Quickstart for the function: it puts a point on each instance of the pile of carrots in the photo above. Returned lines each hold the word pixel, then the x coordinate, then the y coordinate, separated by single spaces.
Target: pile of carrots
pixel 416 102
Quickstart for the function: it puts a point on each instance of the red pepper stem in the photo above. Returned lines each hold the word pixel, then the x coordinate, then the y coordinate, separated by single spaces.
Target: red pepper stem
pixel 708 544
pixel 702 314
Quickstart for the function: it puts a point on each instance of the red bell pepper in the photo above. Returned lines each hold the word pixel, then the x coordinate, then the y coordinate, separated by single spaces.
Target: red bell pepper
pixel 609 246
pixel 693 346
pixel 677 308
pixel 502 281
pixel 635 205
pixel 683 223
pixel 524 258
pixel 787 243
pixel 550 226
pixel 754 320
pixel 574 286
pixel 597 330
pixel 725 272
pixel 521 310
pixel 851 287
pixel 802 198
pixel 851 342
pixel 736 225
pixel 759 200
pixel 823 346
--
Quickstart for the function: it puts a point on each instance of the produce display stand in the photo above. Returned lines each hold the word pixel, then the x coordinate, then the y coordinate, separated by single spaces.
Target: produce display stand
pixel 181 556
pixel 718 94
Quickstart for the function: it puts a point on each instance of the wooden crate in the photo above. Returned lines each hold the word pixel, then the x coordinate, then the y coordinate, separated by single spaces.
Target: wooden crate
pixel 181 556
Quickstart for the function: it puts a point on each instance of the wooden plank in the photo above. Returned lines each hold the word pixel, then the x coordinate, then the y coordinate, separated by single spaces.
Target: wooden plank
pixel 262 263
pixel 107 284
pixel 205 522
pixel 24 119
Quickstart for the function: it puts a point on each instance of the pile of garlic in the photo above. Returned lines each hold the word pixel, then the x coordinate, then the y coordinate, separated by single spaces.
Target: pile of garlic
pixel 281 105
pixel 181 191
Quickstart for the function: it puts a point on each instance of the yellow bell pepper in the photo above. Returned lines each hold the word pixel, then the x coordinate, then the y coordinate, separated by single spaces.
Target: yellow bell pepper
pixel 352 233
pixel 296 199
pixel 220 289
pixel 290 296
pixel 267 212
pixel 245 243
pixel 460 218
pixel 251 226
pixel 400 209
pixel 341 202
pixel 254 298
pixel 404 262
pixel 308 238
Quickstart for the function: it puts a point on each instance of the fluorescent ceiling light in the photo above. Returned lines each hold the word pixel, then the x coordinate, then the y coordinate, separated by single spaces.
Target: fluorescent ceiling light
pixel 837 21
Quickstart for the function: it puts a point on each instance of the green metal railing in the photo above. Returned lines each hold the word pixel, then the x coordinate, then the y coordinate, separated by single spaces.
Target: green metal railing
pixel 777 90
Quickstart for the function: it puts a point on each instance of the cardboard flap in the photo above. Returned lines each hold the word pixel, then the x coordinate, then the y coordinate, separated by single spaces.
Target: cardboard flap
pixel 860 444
---
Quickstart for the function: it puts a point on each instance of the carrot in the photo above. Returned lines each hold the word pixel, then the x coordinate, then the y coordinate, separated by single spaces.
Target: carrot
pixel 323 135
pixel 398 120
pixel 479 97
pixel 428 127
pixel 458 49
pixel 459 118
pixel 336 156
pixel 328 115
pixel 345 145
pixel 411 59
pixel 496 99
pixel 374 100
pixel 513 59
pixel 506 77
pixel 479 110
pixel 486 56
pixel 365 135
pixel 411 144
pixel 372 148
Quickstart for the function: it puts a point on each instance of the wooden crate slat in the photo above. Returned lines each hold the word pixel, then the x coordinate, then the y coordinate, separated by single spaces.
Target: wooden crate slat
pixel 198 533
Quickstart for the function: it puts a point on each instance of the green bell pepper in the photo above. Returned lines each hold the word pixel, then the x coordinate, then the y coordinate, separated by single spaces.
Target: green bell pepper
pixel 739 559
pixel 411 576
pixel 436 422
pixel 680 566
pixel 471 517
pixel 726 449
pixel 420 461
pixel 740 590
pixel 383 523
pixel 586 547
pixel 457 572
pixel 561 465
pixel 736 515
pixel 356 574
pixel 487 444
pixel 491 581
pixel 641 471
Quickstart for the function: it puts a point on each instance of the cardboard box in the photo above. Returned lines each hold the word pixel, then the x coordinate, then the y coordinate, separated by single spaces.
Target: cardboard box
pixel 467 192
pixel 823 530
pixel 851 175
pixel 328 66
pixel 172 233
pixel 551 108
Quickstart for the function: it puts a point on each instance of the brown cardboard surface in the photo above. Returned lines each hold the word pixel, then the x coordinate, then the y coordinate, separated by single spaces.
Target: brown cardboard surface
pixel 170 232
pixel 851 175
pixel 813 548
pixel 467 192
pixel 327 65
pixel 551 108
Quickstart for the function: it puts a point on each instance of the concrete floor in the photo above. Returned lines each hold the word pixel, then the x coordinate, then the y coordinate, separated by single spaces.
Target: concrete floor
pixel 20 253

- _What the task requires_
In the listing above, find the line with "crate slat in" and the line with "the cardboard box", then print exactly those lines and every line between them.

- _Task output_
Quickstart for the function: it puts a point on each instance of the wooden crate slat in the photo above. Returned lines each hold the word pixel, then the x coordinate, then the y coordinate, separated by single spaces.
Target: wooden crate slat
pixel 198 533
Quickstart for the function: it puts a point on each instance of the green bell pepper in the photo above. Returned lines each hold the word pixel, then the x coordinate, then the y coordinate, separated by single spaces.
Target: green bell pepper
pixel 739 559
pixel 411 576
pixel 436 422
pixel 680 566
pixel 471 517
pixel 726 449
pixel 420 461
pixel 740 590
pixel 383 523
pixel 586 547
pixel 457 572
pixel 561 465
pixel 736 515
pixel 356 574
pixel 487 444
pixel 491 581
pixel 641 471
Quickstart for the function: it puts a point on each instance of the cardboard box in the photo above. Returned lines each hold the word pixel, then the x coordinate, then the y coordinate, separated by single spaces.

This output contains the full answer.